**Dataset records:**

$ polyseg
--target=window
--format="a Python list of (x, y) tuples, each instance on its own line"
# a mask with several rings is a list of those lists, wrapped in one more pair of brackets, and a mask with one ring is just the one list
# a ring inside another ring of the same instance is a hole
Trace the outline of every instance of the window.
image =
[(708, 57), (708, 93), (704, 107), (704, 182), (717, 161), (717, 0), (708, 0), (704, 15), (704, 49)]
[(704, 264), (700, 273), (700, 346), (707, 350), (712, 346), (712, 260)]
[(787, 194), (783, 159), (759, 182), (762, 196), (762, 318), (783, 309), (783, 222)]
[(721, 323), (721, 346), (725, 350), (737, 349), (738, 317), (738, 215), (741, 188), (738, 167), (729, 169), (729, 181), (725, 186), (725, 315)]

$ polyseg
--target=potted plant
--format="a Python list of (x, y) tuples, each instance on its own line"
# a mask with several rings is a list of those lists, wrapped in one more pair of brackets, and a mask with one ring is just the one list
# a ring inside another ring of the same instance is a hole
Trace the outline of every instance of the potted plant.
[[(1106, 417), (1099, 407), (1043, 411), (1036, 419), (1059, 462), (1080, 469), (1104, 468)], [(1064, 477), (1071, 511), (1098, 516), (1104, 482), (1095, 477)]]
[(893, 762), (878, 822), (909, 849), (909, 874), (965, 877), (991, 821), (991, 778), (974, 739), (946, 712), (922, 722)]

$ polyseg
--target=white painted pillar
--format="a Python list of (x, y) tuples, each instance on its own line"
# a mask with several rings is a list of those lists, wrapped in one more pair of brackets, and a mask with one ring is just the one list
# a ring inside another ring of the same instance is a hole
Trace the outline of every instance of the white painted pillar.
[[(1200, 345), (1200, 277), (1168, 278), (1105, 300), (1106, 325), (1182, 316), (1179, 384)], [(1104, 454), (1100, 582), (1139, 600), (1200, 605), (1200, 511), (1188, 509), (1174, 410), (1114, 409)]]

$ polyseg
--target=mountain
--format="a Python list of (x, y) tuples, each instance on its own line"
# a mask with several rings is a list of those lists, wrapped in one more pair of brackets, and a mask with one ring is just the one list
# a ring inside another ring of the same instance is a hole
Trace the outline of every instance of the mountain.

**Prompt:**
Once you find the line with "--target=window" above, print it and every line after it up to and including the line with "Trace the outline of every instance of the window.", exactly as written and nothing else.

**Finished task:**
--target=window
--format="a Python list of (x, y) tuples, each instance on its own line"
# a mask with several rings is a list of those lists, wrapped in one more pair of brackets, and a mask with one ring is just the one list
# a ring inside another ring of the same instance is a hole
Trace the outline of every instance of the window.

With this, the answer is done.